_Short task_
Retype each of the following lines exactly, without changing anything.

# start of Data

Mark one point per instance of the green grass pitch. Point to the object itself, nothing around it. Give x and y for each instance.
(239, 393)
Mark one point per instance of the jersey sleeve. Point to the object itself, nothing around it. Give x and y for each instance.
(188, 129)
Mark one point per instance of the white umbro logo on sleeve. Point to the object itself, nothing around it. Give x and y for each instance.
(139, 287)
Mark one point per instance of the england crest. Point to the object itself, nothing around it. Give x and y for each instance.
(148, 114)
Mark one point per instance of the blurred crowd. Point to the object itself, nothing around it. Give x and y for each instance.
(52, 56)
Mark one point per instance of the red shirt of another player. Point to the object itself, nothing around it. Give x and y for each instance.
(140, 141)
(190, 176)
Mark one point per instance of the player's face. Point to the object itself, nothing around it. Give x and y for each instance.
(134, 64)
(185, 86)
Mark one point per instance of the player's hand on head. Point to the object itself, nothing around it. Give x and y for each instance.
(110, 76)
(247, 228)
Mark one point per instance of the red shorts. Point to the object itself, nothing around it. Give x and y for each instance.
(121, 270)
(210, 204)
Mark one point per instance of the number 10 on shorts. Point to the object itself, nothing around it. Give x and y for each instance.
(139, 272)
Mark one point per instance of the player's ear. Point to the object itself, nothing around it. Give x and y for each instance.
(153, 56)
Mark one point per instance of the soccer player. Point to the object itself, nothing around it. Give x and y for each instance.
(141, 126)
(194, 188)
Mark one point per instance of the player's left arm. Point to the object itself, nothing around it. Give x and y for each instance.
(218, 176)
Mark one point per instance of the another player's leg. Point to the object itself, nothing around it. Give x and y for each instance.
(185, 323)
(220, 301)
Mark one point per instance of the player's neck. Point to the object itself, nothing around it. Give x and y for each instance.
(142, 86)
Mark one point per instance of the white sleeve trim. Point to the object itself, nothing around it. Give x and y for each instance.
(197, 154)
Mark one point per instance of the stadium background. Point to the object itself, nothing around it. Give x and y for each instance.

# end of Data

_Written answer_
Mark one point per instance of the green grass pitch. Point to the object itself, nothing around it. Give x and y for each instance.
(239, 393)
Mark one point per instance of the jersey sleeve. Point to the object itself, nothing around it. Give x and y for each instance.
(188, 129)
Mark one point per instance of the white umbro logo on sleeve. Point to the object itself, nothing around it. Give x and y for each instance.
(139, 287)
Mark one point per instance of the england crest. Point to the object itself, nothing around it. Give x and y for each instance.
(148, 114)
Mark one point per instance of the blurred crowd. Point to the object itself, nothing around it. Give x and y for each instance.
(52, 56)
Mark one point per instance of the red shirt of another player. Point to the object itself, nothing around it. Give x and y for each instance.
(140, 141)
(190, 176)
Mark one point per instance of the player's face. Point to the object itself, nothing around it. Give x and y for each instance.
(134, 64)
(185, 86)
Mark one point per instance of the player's hand on head. Point to the object itself, nothing around it. Give x and y for each instance.
(110, 76)
(247, 228)
Mark one point per instance of the red shorts. Point to the object itself, nothing around it. Give x and y for each instance.
(121, 270)
(210, 204)
Mark one point per instance of the number 10 on shorts. Point to the object itself, nothing around it. Give x and y for each instance.
(139, 272)
Mark one point per instance of the player's ear. Point to the object itself, nothing around it. Give x and y for each instance.
(153, 56)
Mark one point per instance of the soccer player. Point to the object itself, nothing around it. Give x and y for each instance.
(141, 126)
(194, 188)
Mark one point per instance of the player's left arm. Point to the object itself, nothing around it. Give x and y for each instance.
(218, 176)
Mark one point per instance of the another player's leg. Point to the object itself, nothing around it. Give x and y for each instance.
(185, 323)
(220, 301)
Mark one point per instance of the player's neck. Point to the object itself, nothing around it. Give x and y for each instance.
(142, 86)
Mark one point per instance of the white sleeve trim. Point to the object itself, nothing around it. Give x and y for each instance.
(197, 154)
Mark one point per instance of the stadium background. Point to the object itself, nothing around it. Give x and y for each instance.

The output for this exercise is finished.